----- Document segment -----

A sculpture garden was established at Davis in the summer of 2002–03 by artist Stephen Eastaugh, a position made possible by the Australian Antarctic Arts Fellowship. The sculpture garden was envisaged to be an ongoing enterprise, with additional contributions from inspired expeditioners.

If an expeditioner or visitor would like to add to the collection, they must liaise with the station leader and the Support Centre Environmental Manager. They will ensure that environmental assessment guidelines are followed, and that the artistic integrity of the garden is maintained.

Fred the head

Not far from the Davis meteorology screen — close to a short, steep bit of roadway running down towards the field store — an enigmatic, weathered face gazes northwards towards the islands and icebergs. The face belongs to a wooden head roughly carved on the end of a squared length of Oregon timber. He has interested and inspired expeditioners over many years.

In the past, his origins were obscure. Now as a result of publicity generated by artist Steve Eastaugh’s creation of a sculpture garden at Davis incorporating the head (including a request for information published in the ANARE Club’s journal ‘Aurora') his history has been revealed.

The head was originally carved by Hans, a plumber who wintered at Davis in 1977. Hans wrote:

The wooden head has survived! Wow, pity about his name though, the head had a title, ‘Man sculptured by Antarctica'. The head was carved in wood to be sculpted by the elements to become a token of our humanity in an environment that we have only just arrived in. He is a work in progress!

The Africans say that you leave a part of yourself, your spirit, in each place you camp hence the searching looks as we leave the campsite even when we have nothing to leave. The head holds my spirit of that stay. He looks out to the forests I left behind me, when I stand on the coast and look for auroras in the southern sky he was there to look back at me.

So he was not graffiti and definitely no joke, in the world of science and survival technology we created there he was a piece of humanity that might remind those passing by that they were not alone. For the bushwalkers among you I would describe him like a ‘generator’ of the feeling that comes to you when you have been seriously lost in the bush for sometime and you find a relic of aboriginal flint, that raises a chuckle, brings you back to humour giving you the strength to move out with direction. I found my year at Davis a most intense year of self development and we all leave that environment with minds sculpted by it.

After a while I returned to my little village, I got on with being a part of the community here with renewed vigor. The beauty of Antarctic base communities is similar to the one here, we all live here because we like the place and want be here.

John Gibson was at Davis in 1987, and photographed the head. He wrote,

I cannot place the old location of the head precisely, but remember it being above the old donga line near the old Metox building. There appears to be a bit of a knoll there, and Fred was close to the top, looking out to sea. For John, Fred became a ‘touchstone', a place to have a sit and a think.

That original site is now probably buried beneath fill, somewhere just outside the present meteorology balloon shed, but the head survived. Carpenter Chris L remembers in 1993 rescuing it from the building site and relocating it to somewhere the other side of the new meteorology building. However, it was taken down some time shortly after. Bernie K, meteorological technician, wrote:

Late in ‘96 I arrived at Davis 3 months earlier than my wintering compatriots. I was tidying up around the Met. Office when I noticed this old lump of wood lying partly covered in drift. I pulled it out and discovered Fred the Head… used as a pier under stored gas cylinders near the Met Office. I thought Fred was pretty cute, so I hid him away until the end of summer 1997, when I was due to head back to Oz three months later than my wintering mates.

----- Material provided -----

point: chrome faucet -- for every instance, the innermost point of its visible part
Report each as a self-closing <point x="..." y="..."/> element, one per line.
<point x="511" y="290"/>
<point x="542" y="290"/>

-----

> Aim A: In the Davis sculpture garden text, what was the trade of Hans, who originally carved the wooden head?
> Aim B: Reproduce the Davis sculpture garden text from "In the past, his" up to and including "work in progress!".

> Exercise answer A: Hans was a plumber who wintered at Davis in 1977.

> Exercise answer B:
In the past, his origins were obscure. Now as a result of publicity generated by artist Steve Eastaugh’s creation of a sculpture garden at Davis incorporating the head (including a request for information published in the ANARE Club’s journal ‘Aurora') his history has been revealed.

The head was originally carved by Hans, a plumber who wintered at Davis in 1977. Hans wrote:

The wooden head has survived! Wow, pity about his name though, the head had a title, ‘Man sculptured by Antarctica'. The head was carved in wood to be sculpted by the elements to become a token of our humanity in an environment that we have only just arrived in. He is a work in progress!